(PASSAGE TO READ)
Love Streams opens on Robert Harmon (director John Cassavetes), a washed-up novelist living in a nice, old house (the filmmaker’s actual home) interviewing some young sex workers. “Tell me what a good time is,” he prompts one of them. “Cooking,” she says. “Cooking?” She changes her answer to dreaming. He responds: “What do you dream?” Indeed, in many ways, except for his ghostly opus Opening Night, Love Streams is Cassavetes’ most dream-like picture.

As the film begins, Sarah Lawson (Gena Rowlands) and her soon-to-be-ex-husband Jack (Seymour Cassel) are finalizing their divorce, dealing with the custody rights over their daughter, Debbie. Sarah claims that she and Debbie visit funerals and hospitals to cheer people up. “You might say that’s what I do: I visit sick people.” But Sarah, like so many of Rowlands’ other characters, bears maladies of her own; at times, she collapses to the floor, seized by migraines and terror. As a result, Debbie has decided that she wants to stay with her father — she’s had enough of sick people.

(REQUIRED ACTION) In the passage about Love Streams, which parent does Debbie decide she wants to stay with? Rely only on the passage about Love Streams.

(DATA RECORDS)
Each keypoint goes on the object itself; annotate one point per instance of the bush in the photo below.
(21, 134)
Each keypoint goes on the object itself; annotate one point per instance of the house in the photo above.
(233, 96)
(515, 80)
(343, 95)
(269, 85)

(EXERCISE RESULT) Her father, Jack.